> [Aim of the task] In the entries below, find the line with "Target: man's ear" and print exactly every line from there up to and including the line with "each like [228,278].", with no other lines.

(Photo-based referring expression data)
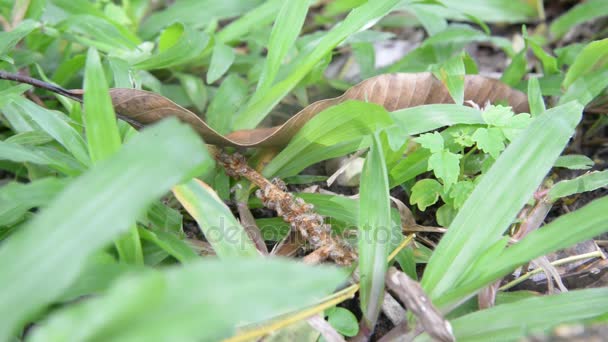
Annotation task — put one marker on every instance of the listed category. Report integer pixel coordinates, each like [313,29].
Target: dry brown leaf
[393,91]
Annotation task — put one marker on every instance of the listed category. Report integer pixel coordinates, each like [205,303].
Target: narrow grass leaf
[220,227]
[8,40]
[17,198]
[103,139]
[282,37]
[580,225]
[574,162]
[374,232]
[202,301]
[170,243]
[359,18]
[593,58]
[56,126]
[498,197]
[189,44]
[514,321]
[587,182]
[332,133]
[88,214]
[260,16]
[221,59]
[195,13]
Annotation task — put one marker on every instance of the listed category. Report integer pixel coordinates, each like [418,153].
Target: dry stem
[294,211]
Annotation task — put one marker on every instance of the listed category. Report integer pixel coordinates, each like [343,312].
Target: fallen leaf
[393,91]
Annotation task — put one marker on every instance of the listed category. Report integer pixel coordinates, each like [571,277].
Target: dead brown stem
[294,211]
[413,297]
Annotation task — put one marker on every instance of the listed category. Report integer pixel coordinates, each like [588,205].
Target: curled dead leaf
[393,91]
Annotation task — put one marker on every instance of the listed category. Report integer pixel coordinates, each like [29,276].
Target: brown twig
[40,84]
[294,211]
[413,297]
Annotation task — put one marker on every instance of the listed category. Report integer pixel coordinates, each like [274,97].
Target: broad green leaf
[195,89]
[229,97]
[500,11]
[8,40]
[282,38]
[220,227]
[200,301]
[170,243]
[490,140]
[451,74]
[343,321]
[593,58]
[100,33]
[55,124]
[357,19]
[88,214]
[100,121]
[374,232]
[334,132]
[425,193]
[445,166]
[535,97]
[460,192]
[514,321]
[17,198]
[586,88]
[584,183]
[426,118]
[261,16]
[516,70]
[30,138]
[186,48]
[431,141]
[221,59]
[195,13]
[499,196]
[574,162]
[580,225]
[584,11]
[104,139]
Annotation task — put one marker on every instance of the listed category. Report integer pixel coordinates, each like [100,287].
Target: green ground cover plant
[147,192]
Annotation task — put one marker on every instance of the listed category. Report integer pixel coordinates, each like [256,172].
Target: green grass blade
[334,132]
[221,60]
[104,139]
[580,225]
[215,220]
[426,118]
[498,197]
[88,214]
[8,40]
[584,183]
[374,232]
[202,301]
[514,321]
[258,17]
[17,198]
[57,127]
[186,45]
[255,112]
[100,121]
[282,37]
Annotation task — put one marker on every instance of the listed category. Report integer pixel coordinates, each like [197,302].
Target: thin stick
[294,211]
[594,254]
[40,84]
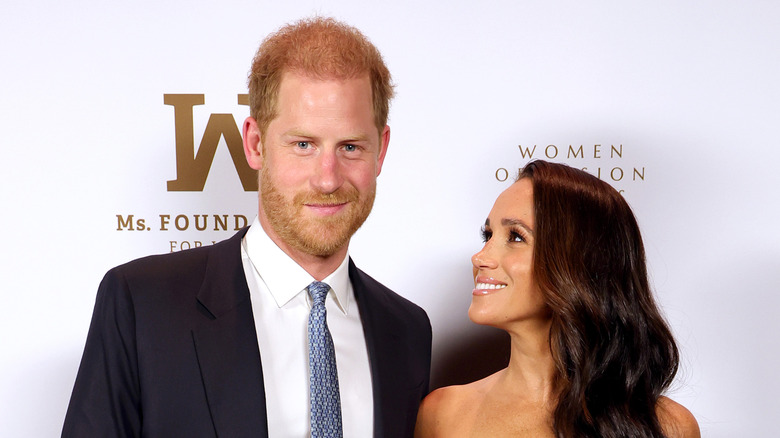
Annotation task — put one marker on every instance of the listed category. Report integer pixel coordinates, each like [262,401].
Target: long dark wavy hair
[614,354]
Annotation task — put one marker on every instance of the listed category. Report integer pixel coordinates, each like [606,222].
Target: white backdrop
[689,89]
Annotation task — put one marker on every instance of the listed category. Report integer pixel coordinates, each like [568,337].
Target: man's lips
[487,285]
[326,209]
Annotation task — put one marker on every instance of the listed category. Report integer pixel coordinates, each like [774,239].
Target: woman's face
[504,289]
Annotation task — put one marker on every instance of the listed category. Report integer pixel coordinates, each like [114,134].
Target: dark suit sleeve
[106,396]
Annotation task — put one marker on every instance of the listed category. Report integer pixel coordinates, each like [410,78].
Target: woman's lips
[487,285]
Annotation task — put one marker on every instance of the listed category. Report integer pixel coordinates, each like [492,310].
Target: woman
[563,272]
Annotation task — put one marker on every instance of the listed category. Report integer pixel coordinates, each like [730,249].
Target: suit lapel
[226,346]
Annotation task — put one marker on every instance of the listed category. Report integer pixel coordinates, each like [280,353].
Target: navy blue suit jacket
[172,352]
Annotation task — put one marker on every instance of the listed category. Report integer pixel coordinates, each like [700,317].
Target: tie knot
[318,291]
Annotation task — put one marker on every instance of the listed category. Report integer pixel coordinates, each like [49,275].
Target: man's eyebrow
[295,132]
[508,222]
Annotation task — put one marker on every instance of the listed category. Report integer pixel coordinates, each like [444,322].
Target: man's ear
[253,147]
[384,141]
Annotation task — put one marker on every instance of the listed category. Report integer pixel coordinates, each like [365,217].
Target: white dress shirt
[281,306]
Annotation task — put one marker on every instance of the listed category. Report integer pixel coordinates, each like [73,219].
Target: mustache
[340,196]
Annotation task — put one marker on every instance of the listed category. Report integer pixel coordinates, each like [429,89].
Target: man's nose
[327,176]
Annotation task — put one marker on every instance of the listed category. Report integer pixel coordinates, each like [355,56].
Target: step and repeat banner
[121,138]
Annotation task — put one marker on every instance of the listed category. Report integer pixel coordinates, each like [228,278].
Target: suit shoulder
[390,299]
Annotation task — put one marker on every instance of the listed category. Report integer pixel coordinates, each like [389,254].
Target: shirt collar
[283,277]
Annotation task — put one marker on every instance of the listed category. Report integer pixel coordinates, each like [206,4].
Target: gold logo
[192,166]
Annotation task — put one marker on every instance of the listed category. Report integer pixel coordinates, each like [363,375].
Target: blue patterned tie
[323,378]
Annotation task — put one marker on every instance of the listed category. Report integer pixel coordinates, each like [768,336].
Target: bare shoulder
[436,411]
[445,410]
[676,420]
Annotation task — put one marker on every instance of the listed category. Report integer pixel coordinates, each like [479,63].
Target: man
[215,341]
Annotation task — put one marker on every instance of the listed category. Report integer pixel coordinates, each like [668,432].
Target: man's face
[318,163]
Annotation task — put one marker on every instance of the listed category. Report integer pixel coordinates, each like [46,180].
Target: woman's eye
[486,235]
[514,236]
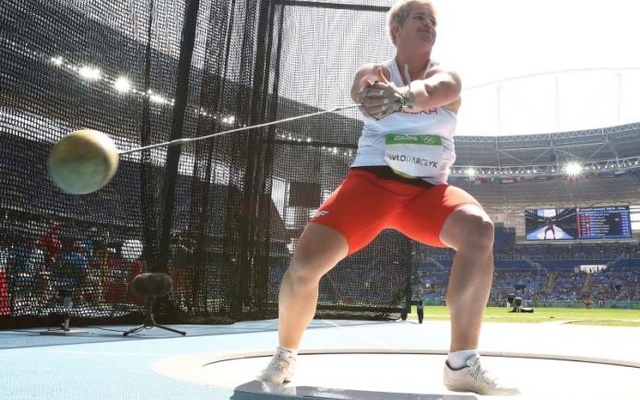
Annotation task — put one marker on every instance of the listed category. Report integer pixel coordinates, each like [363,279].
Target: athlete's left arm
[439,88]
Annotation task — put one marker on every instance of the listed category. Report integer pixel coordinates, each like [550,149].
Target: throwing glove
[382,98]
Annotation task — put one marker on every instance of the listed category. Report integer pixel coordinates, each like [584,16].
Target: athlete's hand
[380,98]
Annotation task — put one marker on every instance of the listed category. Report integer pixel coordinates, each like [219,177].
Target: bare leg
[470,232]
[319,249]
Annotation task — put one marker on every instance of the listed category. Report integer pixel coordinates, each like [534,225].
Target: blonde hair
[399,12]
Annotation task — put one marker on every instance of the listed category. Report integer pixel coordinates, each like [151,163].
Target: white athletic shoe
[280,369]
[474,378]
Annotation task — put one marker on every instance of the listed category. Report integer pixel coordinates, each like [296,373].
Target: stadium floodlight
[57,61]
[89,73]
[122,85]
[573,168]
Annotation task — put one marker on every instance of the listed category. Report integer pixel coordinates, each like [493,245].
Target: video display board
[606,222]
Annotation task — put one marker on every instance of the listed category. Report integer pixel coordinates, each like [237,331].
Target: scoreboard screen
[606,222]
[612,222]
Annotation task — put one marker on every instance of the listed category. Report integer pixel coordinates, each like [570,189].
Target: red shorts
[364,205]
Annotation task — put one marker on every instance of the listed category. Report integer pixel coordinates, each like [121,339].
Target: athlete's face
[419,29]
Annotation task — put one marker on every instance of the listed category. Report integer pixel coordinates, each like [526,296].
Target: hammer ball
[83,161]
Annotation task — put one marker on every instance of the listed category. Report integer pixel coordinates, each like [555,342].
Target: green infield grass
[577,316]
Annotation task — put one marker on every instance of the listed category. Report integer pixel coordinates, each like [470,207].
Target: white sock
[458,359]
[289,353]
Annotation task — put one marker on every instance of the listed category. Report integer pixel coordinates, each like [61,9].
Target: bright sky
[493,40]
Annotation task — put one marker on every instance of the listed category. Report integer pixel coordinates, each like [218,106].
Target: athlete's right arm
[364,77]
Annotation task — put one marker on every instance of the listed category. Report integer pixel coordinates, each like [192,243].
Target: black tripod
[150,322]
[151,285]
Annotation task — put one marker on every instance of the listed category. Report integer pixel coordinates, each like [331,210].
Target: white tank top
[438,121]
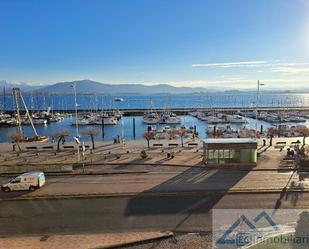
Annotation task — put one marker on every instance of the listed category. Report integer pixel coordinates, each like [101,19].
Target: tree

> [Written response]
Target: man's ear
[253,147]
[384,141]
Annotation task — put one marker on every instance of the listed category. Report integer pixel coordinates, each like [365,217].
Target: white dress shirt
[281,306]
Annotation task — put one marker on every instance of the listed category. Report integer pixel coordinates, each like [73,219].
Target: mustache
[340,196]
Annotation task — put one marker on every instance of the listed category. Report integer pixel coordinates, each like [429,89].
Target: man's nose
[327,176]
Annotation task — put one marker on every instance of the listed category. Report integer pixel coordinates, each like [355,56].
Target: step and repeat banner
[121,138]
Annotation task — put one marker on every instance of the listed category. Report integer pixel coordinates, each like [228,278].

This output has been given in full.